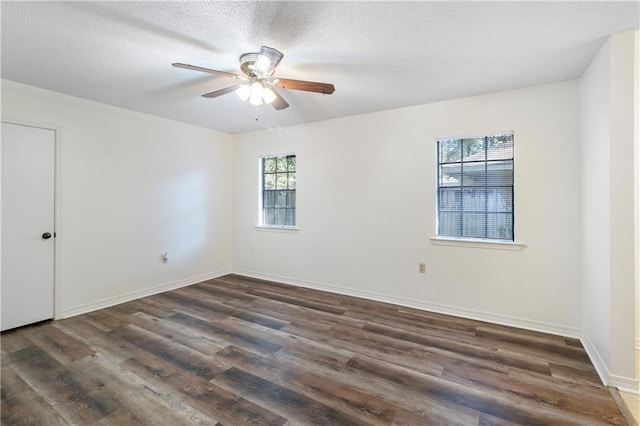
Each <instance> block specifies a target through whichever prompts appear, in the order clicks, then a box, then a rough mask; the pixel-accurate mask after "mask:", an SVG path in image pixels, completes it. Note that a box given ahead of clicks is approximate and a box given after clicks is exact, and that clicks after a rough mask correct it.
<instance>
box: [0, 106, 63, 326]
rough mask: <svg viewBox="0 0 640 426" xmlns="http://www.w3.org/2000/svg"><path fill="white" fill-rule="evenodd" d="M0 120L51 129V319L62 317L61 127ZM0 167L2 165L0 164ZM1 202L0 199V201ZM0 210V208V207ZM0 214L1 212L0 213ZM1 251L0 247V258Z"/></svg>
mask: <svg viewBox="0 0 640 426" xmlns="http://www.w3.org/2000/svg"><path fill="white" fill-rule="evenodd" d="M0 122H2V123H6V124H14V125H17V126H26V127H33V128H36V129H44V130H50V131H53V153H54V154H53V200H54V202H53V232H54V233H55V235H56V237H55V238H54V239H53V319H54V320H58V319H62V318H63V317H62V303H61V302H62V288H61V287H62V286H61V285H59V284H60V283H61V282H62V279H61V276H60V271H61V269H62V268H61V267H60V264H61V263H62V262H61V259H62V250H61V244H60V238H61V237H60V235H61V234H62V226H61V223H62V221H61V215H60V212H61V210H62V209H61V203H60V201H61V200H60V192H61V191H60V167H59V165H60V164H61V153H60V141H61V138H60V137H61V134H62V130H61V127H60V126H58V125H55V124H51V123H45V122H34V121H33V120H22V119H20V118H17V117H11V116H7V115H5V114H3V115H2V118H1V119H0ZM0 167H2V166H1V165H0ZM0 203H1V201H0ZM0 207H1V206H0ZM0 211H1V209H0ZM0 214H1V213H0ZM1 257H2V252H1V249H0V258H1Z"/></svg>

================================

## Your assignment
Determine how many lines of the data above contain the string "instance", and answer with the number only.

## Result
2